-- TASK REQUIREMENTS --
Take the entries that follow and return exactly the lines from the one holding "Please drop a marker on every instance of the boy" through the one holding "Please drop a marker on every instance of the green bush", both included. Nothing else is needed.

Segment Start: DATA IN THIS EXERCISE

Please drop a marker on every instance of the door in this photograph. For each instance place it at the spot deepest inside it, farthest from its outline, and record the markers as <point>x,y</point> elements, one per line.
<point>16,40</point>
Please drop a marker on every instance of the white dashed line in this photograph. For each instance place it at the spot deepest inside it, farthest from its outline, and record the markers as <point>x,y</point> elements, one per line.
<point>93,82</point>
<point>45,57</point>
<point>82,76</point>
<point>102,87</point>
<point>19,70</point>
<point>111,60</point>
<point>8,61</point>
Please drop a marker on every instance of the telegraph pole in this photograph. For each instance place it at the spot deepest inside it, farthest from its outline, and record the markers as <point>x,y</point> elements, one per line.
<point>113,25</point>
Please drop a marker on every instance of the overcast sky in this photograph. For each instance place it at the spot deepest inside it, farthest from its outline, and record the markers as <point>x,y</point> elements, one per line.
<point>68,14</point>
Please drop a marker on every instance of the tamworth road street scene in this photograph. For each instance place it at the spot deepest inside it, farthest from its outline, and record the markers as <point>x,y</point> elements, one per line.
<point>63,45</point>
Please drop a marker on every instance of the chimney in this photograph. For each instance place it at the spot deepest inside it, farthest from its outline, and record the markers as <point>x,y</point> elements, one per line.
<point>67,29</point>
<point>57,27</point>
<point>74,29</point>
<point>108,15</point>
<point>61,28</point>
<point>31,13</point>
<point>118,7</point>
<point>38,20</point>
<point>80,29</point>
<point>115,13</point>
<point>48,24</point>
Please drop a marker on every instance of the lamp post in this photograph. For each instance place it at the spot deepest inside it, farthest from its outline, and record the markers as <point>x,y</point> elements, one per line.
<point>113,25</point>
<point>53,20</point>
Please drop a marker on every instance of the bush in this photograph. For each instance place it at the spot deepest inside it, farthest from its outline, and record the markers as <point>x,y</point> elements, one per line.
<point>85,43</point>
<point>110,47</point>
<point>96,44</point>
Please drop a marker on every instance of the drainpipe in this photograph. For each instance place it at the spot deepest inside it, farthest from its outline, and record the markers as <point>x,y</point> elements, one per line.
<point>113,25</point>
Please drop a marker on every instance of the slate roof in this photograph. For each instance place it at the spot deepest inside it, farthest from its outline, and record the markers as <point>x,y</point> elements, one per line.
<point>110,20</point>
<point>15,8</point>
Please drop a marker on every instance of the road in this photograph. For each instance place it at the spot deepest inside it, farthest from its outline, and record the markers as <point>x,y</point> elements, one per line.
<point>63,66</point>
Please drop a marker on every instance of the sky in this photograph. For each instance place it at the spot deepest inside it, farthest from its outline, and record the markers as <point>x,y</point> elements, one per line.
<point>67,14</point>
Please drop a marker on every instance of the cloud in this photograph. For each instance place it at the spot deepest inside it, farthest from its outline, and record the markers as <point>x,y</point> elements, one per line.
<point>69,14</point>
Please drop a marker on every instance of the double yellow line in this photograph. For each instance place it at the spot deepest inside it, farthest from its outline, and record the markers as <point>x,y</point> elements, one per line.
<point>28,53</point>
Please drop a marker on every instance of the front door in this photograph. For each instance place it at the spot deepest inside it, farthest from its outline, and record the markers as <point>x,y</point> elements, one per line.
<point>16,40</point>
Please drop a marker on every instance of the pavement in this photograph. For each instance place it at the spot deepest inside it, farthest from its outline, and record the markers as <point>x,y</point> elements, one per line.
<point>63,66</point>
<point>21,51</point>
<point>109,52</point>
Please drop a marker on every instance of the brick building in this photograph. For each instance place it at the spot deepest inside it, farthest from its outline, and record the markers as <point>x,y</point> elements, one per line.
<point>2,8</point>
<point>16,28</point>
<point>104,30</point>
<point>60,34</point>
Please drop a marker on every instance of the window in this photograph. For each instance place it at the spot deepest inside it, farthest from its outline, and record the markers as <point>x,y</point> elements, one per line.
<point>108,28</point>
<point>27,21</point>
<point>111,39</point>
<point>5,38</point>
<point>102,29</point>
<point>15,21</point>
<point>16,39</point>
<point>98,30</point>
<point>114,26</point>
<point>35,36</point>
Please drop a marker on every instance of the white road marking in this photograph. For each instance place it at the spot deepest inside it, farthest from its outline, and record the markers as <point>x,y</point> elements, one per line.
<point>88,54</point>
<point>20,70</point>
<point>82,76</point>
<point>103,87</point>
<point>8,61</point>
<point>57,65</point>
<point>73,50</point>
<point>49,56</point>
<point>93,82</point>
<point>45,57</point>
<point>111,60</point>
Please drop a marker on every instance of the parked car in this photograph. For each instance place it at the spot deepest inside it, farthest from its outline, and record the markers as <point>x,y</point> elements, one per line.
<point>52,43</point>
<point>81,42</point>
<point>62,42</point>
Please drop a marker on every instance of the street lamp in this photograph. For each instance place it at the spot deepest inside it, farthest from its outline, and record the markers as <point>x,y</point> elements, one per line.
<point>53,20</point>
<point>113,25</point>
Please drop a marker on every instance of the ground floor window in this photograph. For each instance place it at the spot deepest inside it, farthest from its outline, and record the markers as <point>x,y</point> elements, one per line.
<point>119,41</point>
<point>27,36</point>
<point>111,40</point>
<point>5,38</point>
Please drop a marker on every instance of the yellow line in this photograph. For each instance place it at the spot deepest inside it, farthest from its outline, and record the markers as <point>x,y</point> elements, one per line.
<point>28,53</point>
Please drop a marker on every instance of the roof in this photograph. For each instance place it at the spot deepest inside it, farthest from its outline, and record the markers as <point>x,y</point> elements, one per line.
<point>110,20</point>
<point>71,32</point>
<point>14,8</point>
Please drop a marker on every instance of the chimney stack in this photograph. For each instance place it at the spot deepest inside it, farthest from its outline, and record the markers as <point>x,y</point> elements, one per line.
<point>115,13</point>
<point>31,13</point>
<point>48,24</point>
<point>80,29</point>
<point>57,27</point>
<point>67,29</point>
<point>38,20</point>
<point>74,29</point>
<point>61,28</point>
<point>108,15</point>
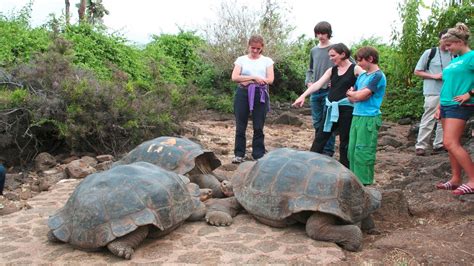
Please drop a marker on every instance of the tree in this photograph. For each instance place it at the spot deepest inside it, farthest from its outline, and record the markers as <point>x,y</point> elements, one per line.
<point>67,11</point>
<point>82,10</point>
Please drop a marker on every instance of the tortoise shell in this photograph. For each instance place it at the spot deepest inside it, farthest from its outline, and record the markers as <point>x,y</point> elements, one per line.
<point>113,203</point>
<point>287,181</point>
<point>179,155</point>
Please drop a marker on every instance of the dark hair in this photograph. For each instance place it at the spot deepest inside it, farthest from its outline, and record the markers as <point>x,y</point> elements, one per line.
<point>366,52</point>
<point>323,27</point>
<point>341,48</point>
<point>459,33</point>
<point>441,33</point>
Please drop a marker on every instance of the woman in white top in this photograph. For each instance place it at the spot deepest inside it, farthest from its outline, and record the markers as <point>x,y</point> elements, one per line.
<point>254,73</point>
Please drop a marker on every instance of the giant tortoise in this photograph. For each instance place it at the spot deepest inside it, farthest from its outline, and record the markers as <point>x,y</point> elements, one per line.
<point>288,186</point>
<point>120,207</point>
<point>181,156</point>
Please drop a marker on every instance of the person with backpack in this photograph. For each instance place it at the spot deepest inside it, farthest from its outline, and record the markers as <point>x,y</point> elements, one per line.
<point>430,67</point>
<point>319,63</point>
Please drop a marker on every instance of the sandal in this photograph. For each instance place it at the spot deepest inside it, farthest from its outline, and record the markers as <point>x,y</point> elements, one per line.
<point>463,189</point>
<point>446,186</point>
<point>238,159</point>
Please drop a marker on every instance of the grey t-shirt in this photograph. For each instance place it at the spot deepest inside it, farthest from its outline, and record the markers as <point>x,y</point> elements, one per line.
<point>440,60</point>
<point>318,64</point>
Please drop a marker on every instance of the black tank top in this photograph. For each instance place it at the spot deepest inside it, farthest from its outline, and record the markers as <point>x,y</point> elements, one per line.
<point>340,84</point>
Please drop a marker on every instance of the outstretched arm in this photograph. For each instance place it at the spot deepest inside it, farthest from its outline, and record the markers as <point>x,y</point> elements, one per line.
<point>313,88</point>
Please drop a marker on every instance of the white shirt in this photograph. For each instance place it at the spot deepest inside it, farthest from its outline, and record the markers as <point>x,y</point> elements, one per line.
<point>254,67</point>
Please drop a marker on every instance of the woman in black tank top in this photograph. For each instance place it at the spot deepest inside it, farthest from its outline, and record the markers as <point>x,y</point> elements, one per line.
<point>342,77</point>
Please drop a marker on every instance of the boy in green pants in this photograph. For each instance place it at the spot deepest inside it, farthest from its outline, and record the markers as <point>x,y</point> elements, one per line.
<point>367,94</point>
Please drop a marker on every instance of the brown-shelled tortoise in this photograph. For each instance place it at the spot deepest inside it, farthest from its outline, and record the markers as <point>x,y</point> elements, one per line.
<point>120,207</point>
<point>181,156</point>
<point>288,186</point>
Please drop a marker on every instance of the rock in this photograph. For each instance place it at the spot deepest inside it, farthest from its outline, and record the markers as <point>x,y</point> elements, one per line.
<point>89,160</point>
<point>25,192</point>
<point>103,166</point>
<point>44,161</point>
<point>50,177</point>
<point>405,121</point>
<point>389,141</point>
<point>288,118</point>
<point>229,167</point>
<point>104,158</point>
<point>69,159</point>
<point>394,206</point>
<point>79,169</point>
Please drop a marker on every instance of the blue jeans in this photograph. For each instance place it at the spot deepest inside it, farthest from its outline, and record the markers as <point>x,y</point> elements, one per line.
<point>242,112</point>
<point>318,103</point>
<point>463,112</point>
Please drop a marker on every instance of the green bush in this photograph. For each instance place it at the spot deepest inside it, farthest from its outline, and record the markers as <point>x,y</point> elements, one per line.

Segment End: DATA IN THIS EXERCISE
Segment Start: DATA IN THIS EXERCISE

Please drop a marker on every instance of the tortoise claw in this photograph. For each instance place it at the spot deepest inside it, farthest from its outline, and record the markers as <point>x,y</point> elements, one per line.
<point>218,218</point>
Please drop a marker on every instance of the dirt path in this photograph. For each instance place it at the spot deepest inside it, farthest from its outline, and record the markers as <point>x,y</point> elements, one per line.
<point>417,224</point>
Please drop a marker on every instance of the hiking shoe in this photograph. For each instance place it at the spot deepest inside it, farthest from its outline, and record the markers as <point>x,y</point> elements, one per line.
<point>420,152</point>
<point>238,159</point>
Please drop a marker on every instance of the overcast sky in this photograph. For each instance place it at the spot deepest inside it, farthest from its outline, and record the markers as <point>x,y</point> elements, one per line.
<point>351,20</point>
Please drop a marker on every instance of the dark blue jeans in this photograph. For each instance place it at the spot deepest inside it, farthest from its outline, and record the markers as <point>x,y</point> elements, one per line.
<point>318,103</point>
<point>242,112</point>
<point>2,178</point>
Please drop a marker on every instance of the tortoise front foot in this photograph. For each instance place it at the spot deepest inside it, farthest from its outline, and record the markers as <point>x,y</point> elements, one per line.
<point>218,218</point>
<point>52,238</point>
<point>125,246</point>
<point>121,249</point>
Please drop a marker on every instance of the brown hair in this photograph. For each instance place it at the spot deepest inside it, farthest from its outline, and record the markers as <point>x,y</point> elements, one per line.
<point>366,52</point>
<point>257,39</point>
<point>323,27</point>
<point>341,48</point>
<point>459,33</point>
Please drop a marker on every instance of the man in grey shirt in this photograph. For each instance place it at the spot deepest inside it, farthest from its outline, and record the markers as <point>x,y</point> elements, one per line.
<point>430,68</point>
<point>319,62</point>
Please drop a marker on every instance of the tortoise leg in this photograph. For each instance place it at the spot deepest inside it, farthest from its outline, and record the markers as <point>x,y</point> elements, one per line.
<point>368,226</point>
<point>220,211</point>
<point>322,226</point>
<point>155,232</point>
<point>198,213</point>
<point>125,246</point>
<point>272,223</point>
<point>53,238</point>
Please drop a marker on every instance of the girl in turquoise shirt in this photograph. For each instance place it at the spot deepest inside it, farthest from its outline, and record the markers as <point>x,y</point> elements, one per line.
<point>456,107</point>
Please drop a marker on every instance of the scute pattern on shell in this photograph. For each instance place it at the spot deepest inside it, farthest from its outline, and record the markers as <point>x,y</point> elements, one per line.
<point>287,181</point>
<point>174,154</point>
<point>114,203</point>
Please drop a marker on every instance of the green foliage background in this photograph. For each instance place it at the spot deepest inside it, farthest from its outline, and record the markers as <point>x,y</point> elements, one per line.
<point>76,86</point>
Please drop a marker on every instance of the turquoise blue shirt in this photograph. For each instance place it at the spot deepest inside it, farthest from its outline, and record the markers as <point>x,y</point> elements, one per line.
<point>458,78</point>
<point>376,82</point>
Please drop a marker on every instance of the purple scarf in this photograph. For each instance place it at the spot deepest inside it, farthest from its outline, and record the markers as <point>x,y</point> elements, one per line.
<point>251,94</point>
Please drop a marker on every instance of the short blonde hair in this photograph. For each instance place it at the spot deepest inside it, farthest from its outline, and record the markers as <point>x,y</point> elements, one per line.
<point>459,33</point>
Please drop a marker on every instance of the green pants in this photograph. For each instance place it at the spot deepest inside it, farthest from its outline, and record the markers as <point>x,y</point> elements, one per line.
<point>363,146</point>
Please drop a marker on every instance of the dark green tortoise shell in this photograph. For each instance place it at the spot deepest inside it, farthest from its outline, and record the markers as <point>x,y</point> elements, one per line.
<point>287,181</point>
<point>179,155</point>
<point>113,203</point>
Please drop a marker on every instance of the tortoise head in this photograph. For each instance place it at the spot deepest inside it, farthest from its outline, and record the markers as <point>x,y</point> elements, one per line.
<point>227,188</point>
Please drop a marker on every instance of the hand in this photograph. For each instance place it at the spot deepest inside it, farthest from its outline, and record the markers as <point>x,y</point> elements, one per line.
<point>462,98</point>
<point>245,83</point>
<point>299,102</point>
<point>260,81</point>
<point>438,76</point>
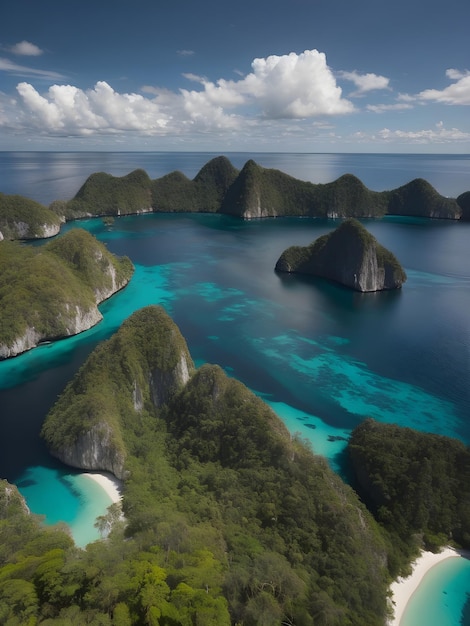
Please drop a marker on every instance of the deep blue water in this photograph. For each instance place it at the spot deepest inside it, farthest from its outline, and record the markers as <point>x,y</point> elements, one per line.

Segment End: DATA IN THIS EXERCISE

-- RESPONSE TO THIS TASK --
Please drop a marker on every instance of the boy in green pants in this photograph. For each instance place it at the spot deepest inside it, farthest from its outline, and record the markers as <point>x,y</point> elements, one per line.
<point>367,94</point>
Please drop a marker on every instance of the brown-shelled tortoise in this photograph. For each instance place it at the spot deepest inside it, farthest from its outline, and record the markers as <point>x,y</point> elements, one per line.
<point>120,207</point>
<point>181,156</point>
<point>288,186</point>
Please drop a marker on every instance of the rock in this photograph. For each instance place it at the spot deepest inside it, farthest from its outline, and record the markers as <point>x,y</point> elements, one per line.
<point>89,160</point>
<point>25,192</point>
<point>103,166</point>
<point>44,161</point>
<point>50,177</point>
<point>405,121</point>
<point>389,141</point>
<point>288,118</point>
<point>229,167</point>
<point>104,158</point>
<point>69,159</point>
<point>394,206</point>
<point>79,169</point>
Please drop a marker on every instance of the blue jeans in this photograph. For each instance place it at the spot deepest inside it, farthest from its outline, and record the markers as <point>x,y</point> elements, one per line.
<point>242,112</point>
<point>318,103</point>
<point>463,112</point>
Please drop a marker on every instance of the green bush in this photograph. For each instance place it at the spot deepest inside it, farthest from its outline, and record the markers as <point>x,y</point> elements, one per line.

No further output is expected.